[Exercise inputs]

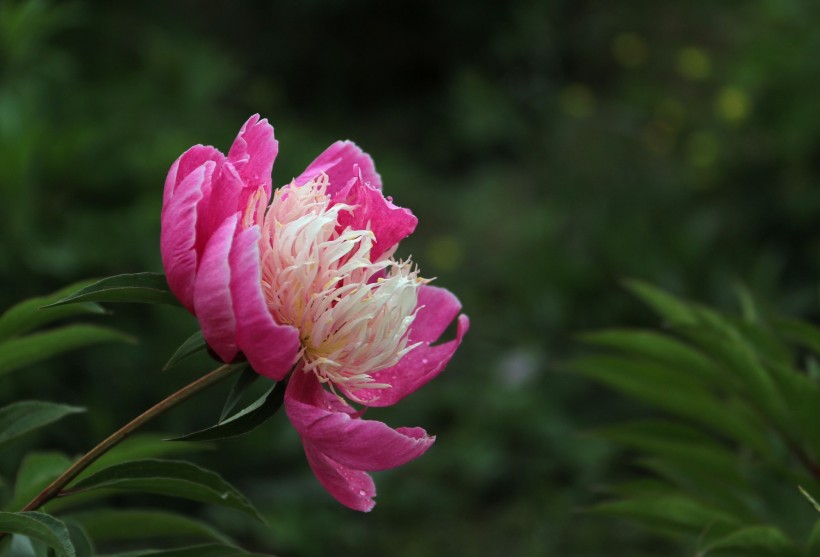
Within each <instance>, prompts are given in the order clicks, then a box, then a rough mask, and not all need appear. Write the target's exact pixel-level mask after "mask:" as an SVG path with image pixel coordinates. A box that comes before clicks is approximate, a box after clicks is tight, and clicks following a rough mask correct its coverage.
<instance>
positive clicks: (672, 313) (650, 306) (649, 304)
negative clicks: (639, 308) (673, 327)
mask: <svg viewBox="0 0 820 557" xmlns="http://www.w3.org/2000/svg"><path fill="white" fill-rule="evenodd" d="M624 284H625V286H626V287H627V288H628V289H629V290H630V291H631V292H632V293H633V294H634V295H635V296H637V297H638V298H640V299H641V301H643V302H644V303H645V304H646V305H648V306H649V307H651V308H652V309H653V310H654V311H655V312H656V313H657V314H658V315H660V316H661V317H663V318H664V319H666V320H667V321H669V323H671V324H673V325H686V324H689V325H691V324H694V323H696V322H697V318H696V317H695V313H694V311H693V310H692V308H691V306H690V304H688V303H685V302H683V301H681V300H680V299H678V298H676V297H674V296H672V295H670V294H668V293H666V292H664V291H663V290H661V289H659V288H656V287H654V286H652V285H651V284H648V283H645V282H641V281H637V280H628V281H626V282H625V283H624Z"/></svg>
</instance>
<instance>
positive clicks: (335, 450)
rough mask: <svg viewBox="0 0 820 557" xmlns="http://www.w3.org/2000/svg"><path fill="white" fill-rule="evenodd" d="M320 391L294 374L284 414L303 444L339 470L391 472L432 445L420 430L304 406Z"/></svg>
mask: <svg viewBox="0 0 820 557" xmlns="http://www.w3.org/2000/svg"><path fill="white" fill-rule="evenodd" d="M321 388H322V387H321V386H320V385H319V382H318V381H317V380H316V378H315V377H314V376H313V374H306V373H304V372H302V371H297V372H296V373H295V374H294V375H293V376H292V377H291V380H290V384H289V385H288V390H287V391H286V393H285V411H286V412H287V414H288V418H289V419H290V421H291V423H292V424H293V427H294V428H295V429H296V431H297V432H298V433H299V435H300V437H301V438H302V440H303V441H304V442H305V443H306V444H310V446H312V447H314V448H315V449H316V450H318V451H320V452H322V453H324V454H325V455H327V456H328V457H330V458H332V459H333V460H334V461H336V462H338V463H339V464H342V465H343V466H347V467H349V468H354V469H356V470H367V471H374V470H386V469H388V468H395V467H396V466H401V465H402V464H405V463H407V462H409V461H410V460H413V459H414V458H418V457H419V456H421V455H422V454H424V453H425V452H426V451H427V449H429V448H430V447H431V446H432V445H433V442H434V441H435V437H432V436H429V435H427V433H426V432H425V431H424V430H423V429H421V428H399V429H392V428H391V427H389V426H387V425H386V424H384V423H382V422H378V421H375V420H363V419H359V418H355V417H351V415H350V414H349V413H347V412H338V411H334V410H333V409H327V408H325V407H320V406H314V405H312V404H310V403H309V402H305V399H307V400H310V399H311V398H313V396H312V395H311V391H312V390H315V389H321Z"/></svg>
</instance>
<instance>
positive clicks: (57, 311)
mask: <svg viewBox="0 0 820 557" xmlns="http://www.w3.org/2000/svg"><path fill="white" fill-rule="evenodd" d="M86 285H88V281H83V282H80V283H75V284H72V285H71V286H67V287H66V288H63V289H61V290H58V291H57V292H55V293H53V294H49V295H48V296H39V297H37V298H30V299H28V300H24V301H22V302H20V303H19V304H17V305H15V306H12V307H11V308H9V309H8V310H6V312H5V313H3V315H2V316H0V341H2V340H5V339H7V338H11V337H13V336H16V335H21V334H23V333H26V332H28V331H31V330H33V329H36V328H37V327H40V326H42V325H45V324H47V323H51V322H53V321H57V320H58V319H63V318H65V317H71V316H73V315H82V314H102V313H105V309H103V308H102V307H101V306H99V305H98V304H95V303H93V302H86V303H82V304H74V305H71V306H65V307H59V308H49V309H41V308H42V306H45V305H48V304H51V303H53V302H56V301H57V300H59V299H61V298H64V297H65V296H66V295H68V294H69V293H71V292H74V291H76V290H77V289H78V288H82V287H84V286H86Z"/></svg>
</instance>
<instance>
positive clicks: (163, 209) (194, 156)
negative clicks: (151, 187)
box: [162, 145, 225, 210]
mask: <svg viewBox="0 0 820 557" xmlns="http://www.w3.org/2000/svg"><path fill="white" fill-rule="evenodd" d="M224 160H225V155H223V154H222V153H220V152H219V151H218V150H217V149H214V148H213V147H211V146H205V145H194V146H193V147H191V148H190V149H188V150H187V151H185V152H184V153H182V155H180V157H179V158H178V159H177V160H176V161H174V164H172V165H171V169H170V170H169V171H168V176H167V177H166V178H165V189H164V191H163V193H162V203H163V208H164V206H165V204H167V203H168V200H169V199H170V198H171V196H172V195H173V194H174V192H175V191H176V188H177V186H178V185H179V184H180V182H182V181H183V180H184V179H185V178H187V177H188V175H189V174H190V173H191V172H193V171H194V169H196V168H199V167H200V166H202V165H203V164H204V163H206V162H208V161H213V162H214V163H216V165H217V166H219V165H220V164H222V161H224ZM163 210H164V209H163Z"/></svg>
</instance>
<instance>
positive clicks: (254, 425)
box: [169, 381, 286, 441]
mask: <svg viewBox="0 0 820 557" xmlns="http://www.w3.org/2000/svg"><path fill="white" fill-rule="evenodd" d="M285 386H286V384H285V382H284V381H280V382H279V383H277V384H276V386H275V387H272V388H271V389H270V390H269V391H268V392H266V393H265V394H264V395H262V396H261V397H259V398H258V399H257V400H256V401H254V402H253V403H252V404H251V405H250V406H248V407H247V408H245V409H243V410H242V411H240V412H238V413H237V414H235V415H234V416H231V417H230V418H228V419H227V420H223V421H221V422H219V423H218V424H216V425H214V426H211V427H209V428H206V429H202V430H199V431H195V432H194V433H189V434H187V435H183V436H181V437H175V438H173V439H169V441H213V440H216V439H225V438H228V437H236V436H238V435H244V434H245V433H248V432H249V431H252V430H254V429H256V428H257V427H259V426H260V425H262V424H263V423H265V422H266V421H268V420H269V419H270V418H272V417H273V416H274V414H276V412H277V411H278V410H279V408H280V407H281V406H282V401H283V399H284V394H285Z"/></svg>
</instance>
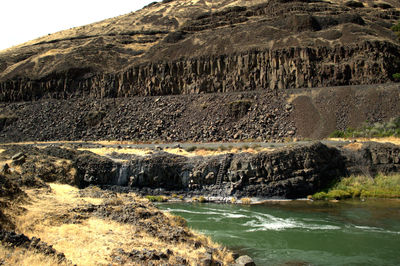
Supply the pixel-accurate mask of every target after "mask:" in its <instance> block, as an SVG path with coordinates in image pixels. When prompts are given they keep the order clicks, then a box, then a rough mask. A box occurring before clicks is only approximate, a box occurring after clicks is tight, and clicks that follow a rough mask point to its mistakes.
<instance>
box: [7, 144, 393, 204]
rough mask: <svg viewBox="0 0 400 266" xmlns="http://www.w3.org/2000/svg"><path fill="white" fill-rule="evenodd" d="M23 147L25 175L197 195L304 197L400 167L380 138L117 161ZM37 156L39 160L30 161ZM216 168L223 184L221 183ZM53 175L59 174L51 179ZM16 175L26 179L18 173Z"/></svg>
mask: <svg viewBox="0 0 400 266" xmlns="http://www.w3.org/2000/svg"><path fill="white" fill-rule="evenodd" d="M18 149H19V150H21V147H18V146H16V147H13V146H12V147H11V148H8V149H7V151H6V152H5V154H3V155H2V156H5V157H4V158H5V159H6V158H8V157H11V156H12V155H8V154H15V152H16V151H18ZM24 151H25V154H26V155H27V157H26V162H24V164H23V168H25V172H24V173H23V175H29V174H30V175H33V176H35V177H36V176H37V177H39V178H40V179H42V180H43V181H52V182H54V181H58V182H62V183H68V184H73V185H76V186H79V187H86V186H88V185H102V186H120V187H121V186H123V187H125V188H126V189H127V190H130V189H133V190H135V191H137V192H139V193H144V194H148V193H160V192H161V193H163V192H164V191H181V192H183V191H184V192H186V193H189V194H193V195H197V194H200V195H210V196H212V195H218V196H228V195H234V196H236V197H253V196H258V197H276V198H302V197H306V196H307V195H310V194H313V193H315V192H317V191H319V190H321V189H323V188H325V187H327V186H328V185H329V184H330V183H331V182H332V181H334V180H336V179H337V178H340V177H343V176H347V175H351V174H364V175H371V176H374V175H375V174H377V173H392V172H399V171H400V161H399V160H400V159H399V158H400V148H399V146H396V145H392V144H378V143H367V144H364V145H363V146H362V147H361V148H360V149H358V150H352V149H348V148H340V147H328V146H326V145H324V144H322V143H320V142H316V143H312V144H308V145H296V146H294V147H283V148H280V149H277V150H275V151H271V152H260V153H257V154H249V153H239V154H228V155H219V156H209V157H202V156H199V157H184V156H177V155H171V154H168V153H165V152H156V153H154V154H152V155H149V156H144V157H143V156H136V155H129V154H126V155H121V156H123V157H118V156H117V157H116V158H114V159H113V160H112V159H109V158H106V157H101V156H98V155H95V154H93V153H90V152H86V151H74V150H71V149H62V148H57V147H48V148H44V149H37V148H28V147H26V148H25V149H24ZM32 155H35V156H32ZM32 158H36V159H32ZM122 158H123V160H124V161H125V162H123V163H122V162H121V159H122ZM38 160H39V162H41V164H42V165H41V166H40V167H31V165H32V164H35V163H36V164H37V163H38ZM63 160H66V161H65V162H63ZM56 161H58V163H56ZM44 162H47V165H43V164H44ZM223 162H224V165H223V167H221V164H222V163H223ZM56 165H57V168H56V171H53V170H52V169H54V167H55V166H56ZM219 171H222V172H221V173H219ZM54 173H58V175H56V174H54ZM219 174H220V175H221V177H222V179H221V181H222V182H221V184H222V186H218V185H216V183H217V177H218V175H219ZM52 175H55V176H56V177H57V178H56V179H55V180H54V179H51V180H49V178H51V176H52ZM15 179H18V180H19V181H18V182H19V183H21V182H22V181H21V177H20V178H15ZM25 183H26V182H25ZM31 183H32V182H31ZM21 184H24V183H23V182H22V183H21ZM0 192H1V191H0Z"/></svg>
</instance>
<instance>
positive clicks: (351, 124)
mask: <svg viewBox="0 0 400 266" xmlns="http://www.w3.org/2000/svg"><path fill="white" fill-rule="evenodd" d="M399 102H400V85H398V84H386V85H379V86H378V85H372V86H343V87H331V88H321V89H313V90H291V91H288V92H287V93H283V92H282V91H281V92H279V93H278V92H267V91H251V92H240V93H215V94H204V95H176V96H167V97H134V98H118V99H99V100H95V99H79V100H73V99H70V100H41V101H37V102H29V103H28V102H26V103H10V104H4V105H2V106H1V108H0V115H1V113H4V114H6V113H12V114H13V116H15V117H16V118H17V119H16V120H15V121H14V122H13V123H12V124H9V125H7V126H5V127H4V128H3V129H2V130H1V131H0V141H1V142H23V141H58V140H60V139H61V140H131V141H160V140H161V141H165V142H172V141H182V142H207V141H213V142H214V141H232V140H240V139H254V140H256V141H269V142H277V141H282V140H284V139H288V138H295V137H297V138H311V139H320V138H324V137H327V136H329V134H331V133H332V132H333V131H334V130H336V129H338V130H345V129H346V128H349V127H351V128H358V127H360V126H362V125H363V123H365V121H367V120H368V121H369V123H371V124H373V123H376V122H380V123H381V122H383V121H388V120H389V119H390V118H392V117H398V116H400V105H399V104H398V103H399ZM32 114H35V115H34V116H33V115H32Z"/></svg>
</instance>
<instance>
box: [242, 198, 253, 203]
mask: <svg viewBox="0 0 400 266" xmlns="http://www.w3.org/2000/svg"><path fill="white" fill-rule="evenodd" d="M240 200H241V201H242V204H246V205H250V203H251V199H250V198H241V199H240Z"/></svg>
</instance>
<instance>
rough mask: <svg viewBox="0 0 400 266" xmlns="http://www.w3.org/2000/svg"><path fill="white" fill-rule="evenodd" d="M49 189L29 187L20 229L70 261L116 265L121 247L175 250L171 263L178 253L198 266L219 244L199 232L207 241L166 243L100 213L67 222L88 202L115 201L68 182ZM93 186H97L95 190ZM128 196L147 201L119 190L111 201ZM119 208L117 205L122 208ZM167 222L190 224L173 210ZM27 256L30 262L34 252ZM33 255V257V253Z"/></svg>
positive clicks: (74, 262)
mask: <svg viewBox="0 0 400 266" xmlns="http://www.w3.org/2000/svg"><path fill="white" fill-rule="evenodd" d="M50 187H51V191H45V190H37V189H30V190H27V191H26V192H27V194H28V195H29V197H30V198H31V202H30V203H29V204H26V205H25V206H24V207H25V208H26V212H25V213H24V214H23V215H21V216H19V217H17V223H16V224H17V228H18V231H19V232H20V233H24V234H26V235H27V236H29V237H33V236H36V237H39V238H41V239H42V240H43V241H45V242H47V243H48V244H50V245H53V247H54V248H55V249H56V250H57V251H58V252H62V253H64V254H65V255H66V257H67V259H69V260H70V261H72V263H74V264H77V265H99V264H100V265H101V264H109V263H112V261H111V258H110V256H111V254H112V253H113V252H114V251H115V250H116V249H118V248H122V249H124V250H126V251H131V250H132V249H137V250H142V249H144V248H146V249H156V250H160V251H166V250H167V249H170V250H171V251H172V252H173V254H174V256H171V257H170V259H169V261H168V263H170V264H171V265H174V264H176V261H175V256H180V257H183V258H186V259H187V260H188V261H189V263H190V264H191V265H193V264H196V263H197V262H198V261H199V258H201V257H202V256H203V255H204V253H205V252H206V249H205V247H204V246H206V245H208V246H212V247H215V248H219V246H218V245H217V244H215V243H212V241H211V240H210V239H209V238H207V237H204V236H202V235H199V234H194V237H191V239H192V240H194V241H200V242H201V243H202V244H203V245H202V247H200V248H198V249H194V248H193V246H191V245H190V244H188V243H186V242H181V243H178V244H174V243H172V242H171V243H170V242H165V241H161V240H160V239H158V238H156V237H153V236H152V235H149V234H148V233H146V231H145V230H143V229H142V228H138V227H137V226H136V225H133V224H123V223H118V222H115V221H112V220H108V219H102V218H97V217H89V218H88V219H84V220H81V222H80V223H67V222H65V220H63V217H64V218H65V216H68V215H69V213H68V210H70V209H72V208H74V207H77V206H82V205H85V204H87V203H91V204H95V205H99V204H102V203H103V202H104V201H110V199H102V198H91V197H87V196H86V197H80V196H79V190H78V189H77V188H74V187H71V186H68V185H60V184H50ZM92 189H94V190H96V188H92ZM128 197H129V198H130V199H132V198H133V199H134V200H135V201H139V202H143V203H144V204H147V200H146V199H143V198H139V197H137V196H136V195H130V194H128V195H125V194H124V195H119V194H118V195H117V197H116V198H112V199H111V200H114V201H115V202H116V203H115V204H117V205H118V204H125V203H126V198H128ZM115 204H114V205H115ZM115 207H116V208H118V206H115ZM146 210H148V211H155V210H156V209H155V208H154V207H150V206H148V207H147V208H146ZM149 221H150V220H149ZM165 221H166V222H167V223H169V224H171V225H173V226H182V225H184V224H185V220H183V219H182V218H179V217H176V216H173V215H171V214H166V217H165ZM27 255H28V257H29V260H30V259H31V258H30V257H31V256H30V254H27ZM214 257H215V258H216V259H220V260H223V261H226V262H232V261H233V259H232V258H231V254H230V253H229V252H228V251H226V250H220V251H218V252H217V254H215V256H214ZM32 259H34V256H33V257H32ZM31 265H37V264H35V263H33V264H31ZM50 265H51V264H50Z"/></svg>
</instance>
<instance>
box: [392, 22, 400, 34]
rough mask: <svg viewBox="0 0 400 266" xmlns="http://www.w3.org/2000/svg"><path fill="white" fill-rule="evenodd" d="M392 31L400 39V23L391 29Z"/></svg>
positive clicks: (395, 25)
mask: <svg viewBox="0 0 400 266" xmlns="http://www.w3.org/2000/svg"><path fill="white" fill-rule="evenodd" d="M391 29H392V31H393V32H394V33H395V34H396V35H397V36H398V37H399V38H400V21H398V22H397V24H394V25H393V26H392V27H391Z"/></svg>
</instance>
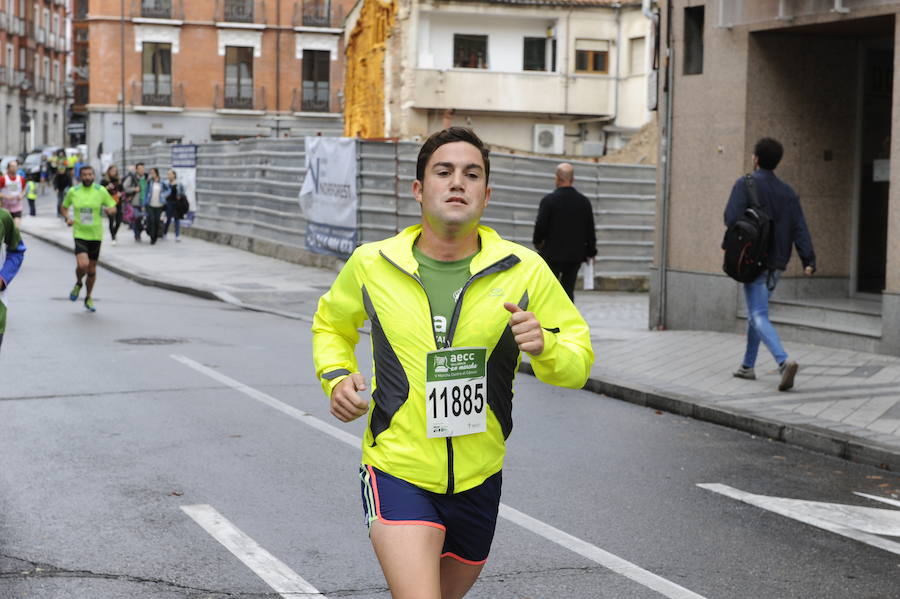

[/Exercise inputs]

Work task
Print exactly the lines from the first line of the records above through the line containing "positive clicks: (672, 313)", leaving out the pictures.

Task solution
Within each <instance>, prompts are given in the order clicks, then a box, then a rough mask, and not all need appear. Write the target's exact pixel-level mask after "mask:" as an SVG path with image pixel coordinates. A box that comes before clicks is approximate, a box after clicks is tight, and clicks following a rough mask correct its coverage.
<instance>
positive clicks: (672, 313) (650, 306) (649, 304)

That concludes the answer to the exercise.